Take the part that opens with the line containing "spot the distant" and closes with the line containing "[225,129,239,137]", and swap "share" for "send" throughout it. Give back only those lines, with everything else unchanged.

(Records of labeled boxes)
§ §
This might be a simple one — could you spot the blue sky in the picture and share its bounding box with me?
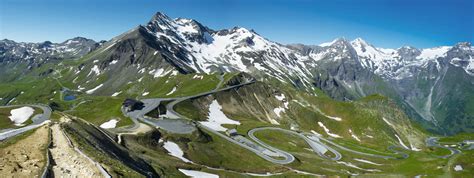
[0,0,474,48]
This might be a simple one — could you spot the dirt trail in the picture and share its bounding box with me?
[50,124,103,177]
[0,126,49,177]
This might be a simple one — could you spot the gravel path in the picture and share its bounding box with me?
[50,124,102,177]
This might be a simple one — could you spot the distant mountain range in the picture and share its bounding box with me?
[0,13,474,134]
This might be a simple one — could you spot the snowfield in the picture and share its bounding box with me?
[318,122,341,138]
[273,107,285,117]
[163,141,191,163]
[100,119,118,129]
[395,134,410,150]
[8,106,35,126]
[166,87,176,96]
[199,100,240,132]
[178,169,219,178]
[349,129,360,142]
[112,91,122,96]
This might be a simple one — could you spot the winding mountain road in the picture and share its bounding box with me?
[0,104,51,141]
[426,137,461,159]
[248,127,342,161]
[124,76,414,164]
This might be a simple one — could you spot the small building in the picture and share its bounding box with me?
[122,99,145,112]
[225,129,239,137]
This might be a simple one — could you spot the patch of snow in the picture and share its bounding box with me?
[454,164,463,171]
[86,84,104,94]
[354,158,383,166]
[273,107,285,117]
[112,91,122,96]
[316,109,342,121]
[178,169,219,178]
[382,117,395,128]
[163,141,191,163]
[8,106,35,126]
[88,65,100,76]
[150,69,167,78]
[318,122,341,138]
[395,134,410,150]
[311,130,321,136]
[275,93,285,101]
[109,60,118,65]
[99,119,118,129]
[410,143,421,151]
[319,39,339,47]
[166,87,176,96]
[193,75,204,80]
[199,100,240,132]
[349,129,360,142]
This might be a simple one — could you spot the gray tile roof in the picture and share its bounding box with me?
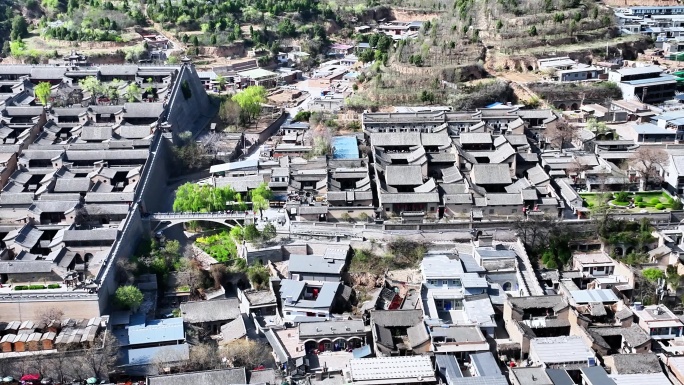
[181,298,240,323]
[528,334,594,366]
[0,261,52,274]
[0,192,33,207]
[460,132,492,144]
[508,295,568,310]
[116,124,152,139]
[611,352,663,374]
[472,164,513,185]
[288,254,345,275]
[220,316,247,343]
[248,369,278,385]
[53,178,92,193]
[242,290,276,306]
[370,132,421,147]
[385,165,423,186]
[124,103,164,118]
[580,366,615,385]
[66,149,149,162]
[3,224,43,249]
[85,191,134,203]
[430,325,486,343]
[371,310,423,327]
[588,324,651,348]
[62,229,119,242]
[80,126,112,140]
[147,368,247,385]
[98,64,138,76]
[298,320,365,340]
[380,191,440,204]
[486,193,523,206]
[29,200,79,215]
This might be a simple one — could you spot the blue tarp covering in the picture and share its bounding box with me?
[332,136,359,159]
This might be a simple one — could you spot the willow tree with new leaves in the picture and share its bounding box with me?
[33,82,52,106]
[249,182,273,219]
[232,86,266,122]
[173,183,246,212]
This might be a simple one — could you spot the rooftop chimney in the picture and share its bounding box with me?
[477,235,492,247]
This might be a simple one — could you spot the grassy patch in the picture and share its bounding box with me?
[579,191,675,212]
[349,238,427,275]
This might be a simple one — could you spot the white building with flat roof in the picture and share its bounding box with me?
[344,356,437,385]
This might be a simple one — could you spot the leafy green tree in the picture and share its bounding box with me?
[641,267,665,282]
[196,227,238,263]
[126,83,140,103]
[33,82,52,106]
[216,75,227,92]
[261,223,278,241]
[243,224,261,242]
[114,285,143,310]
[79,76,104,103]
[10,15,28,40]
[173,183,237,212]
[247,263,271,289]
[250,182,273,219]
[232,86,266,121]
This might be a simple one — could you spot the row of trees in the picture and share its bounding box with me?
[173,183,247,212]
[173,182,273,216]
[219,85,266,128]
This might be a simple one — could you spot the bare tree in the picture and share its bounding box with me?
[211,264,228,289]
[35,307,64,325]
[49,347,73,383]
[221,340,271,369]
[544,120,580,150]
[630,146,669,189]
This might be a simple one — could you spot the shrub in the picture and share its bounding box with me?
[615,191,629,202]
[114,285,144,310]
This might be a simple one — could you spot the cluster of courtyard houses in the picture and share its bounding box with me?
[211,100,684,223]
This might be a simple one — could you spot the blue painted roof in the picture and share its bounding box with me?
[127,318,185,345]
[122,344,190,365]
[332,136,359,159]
§ §
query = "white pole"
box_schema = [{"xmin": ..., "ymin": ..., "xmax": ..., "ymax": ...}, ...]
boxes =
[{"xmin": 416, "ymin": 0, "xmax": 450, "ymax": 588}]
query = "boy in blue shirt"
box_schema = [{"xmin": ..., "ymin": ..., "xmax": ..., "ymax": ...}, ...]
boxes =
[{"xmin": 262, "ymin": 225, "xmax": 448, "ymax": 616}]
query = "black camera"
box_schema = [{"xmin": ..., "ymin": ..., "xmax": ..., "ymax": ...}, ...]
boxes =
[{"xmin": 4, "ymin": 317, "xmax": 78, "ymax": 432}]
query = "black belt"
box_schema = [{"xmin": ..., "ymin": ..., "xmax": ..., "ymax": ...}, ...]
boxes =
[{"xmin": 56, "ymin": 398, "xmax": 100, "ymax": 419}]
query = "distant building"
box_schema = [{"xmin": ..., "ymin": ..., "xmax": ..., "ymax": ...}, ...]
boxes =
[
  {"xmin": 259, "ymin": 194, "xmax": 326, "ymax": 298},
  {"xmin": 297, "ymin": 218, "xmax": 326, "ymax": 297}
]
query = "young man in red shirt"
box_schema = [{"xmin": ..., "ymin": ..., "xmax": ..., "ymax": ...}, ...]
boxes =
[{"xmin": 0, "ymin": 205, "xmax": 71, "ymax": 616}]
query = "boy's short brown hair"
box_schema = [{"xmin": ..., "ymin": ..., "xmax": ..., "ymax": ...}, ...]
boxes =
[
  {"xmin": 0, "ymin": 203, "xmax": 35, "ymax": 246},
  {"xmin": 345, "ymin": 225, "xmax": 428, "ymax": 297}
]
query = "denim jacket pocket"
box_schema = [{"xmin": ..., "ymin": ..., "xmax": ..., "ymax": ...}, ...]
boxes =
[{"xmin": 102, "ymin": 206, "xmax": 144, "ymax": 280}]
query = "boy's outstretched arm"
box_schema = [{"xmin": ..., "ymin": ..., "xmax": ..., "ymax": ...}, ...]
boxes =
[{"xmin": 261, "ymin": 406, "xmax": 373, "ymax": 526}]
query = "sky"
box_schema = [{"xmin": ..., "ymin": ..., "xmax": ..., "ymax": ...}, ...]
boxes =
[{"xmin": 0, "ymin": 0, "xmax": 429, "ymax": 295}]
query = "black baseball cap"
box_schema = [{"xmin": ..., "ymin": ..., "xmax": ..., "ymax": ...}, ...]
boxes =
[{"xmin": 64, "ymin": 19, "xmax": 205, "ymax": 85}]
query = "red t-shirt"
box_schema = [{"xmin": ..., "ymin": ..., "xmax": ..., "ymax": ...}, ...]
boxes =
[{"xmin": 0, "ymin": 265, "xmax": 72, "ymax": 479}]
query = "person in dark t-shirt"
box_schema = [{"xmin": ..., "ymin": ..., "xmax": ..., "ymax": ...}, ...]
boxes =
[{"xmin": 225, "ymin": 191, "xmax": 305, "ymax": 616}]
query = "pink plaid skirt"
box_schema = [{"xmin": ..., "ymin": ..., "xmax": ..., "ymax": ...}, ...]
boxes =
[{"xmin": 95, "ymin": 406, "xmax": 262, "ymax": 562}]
§ §
● **Worked solution**
This might be a simple one — could you spot the distant mountain range in the picture and send its bounding box with me?
[0,13,474,134]
This might be a simple one — could you spot the snowfield in the picture and send its bounding box with me?
[318,122,341,138]
[273,107,285,117]
[163,141,191,163]
[100,119,118,129]
[395,134,410,150]
[8,106,35,126]
[166,87,176,96]
[199,100,240,132]
[178,169,219,178]
[349,129,360,142]
[112,91,122,96]
This might be a simple one — could you spot the winding mountain road in the picture and send its bounding box with me?
[0,104,51,141]
[426,137,461,159]
[248,127,342,161]
[124,76,414,164]
This might be a simple one — could you spot the small building in the picture and send its bounding box with me?
[122,99,145,112]
[225,129,239,137]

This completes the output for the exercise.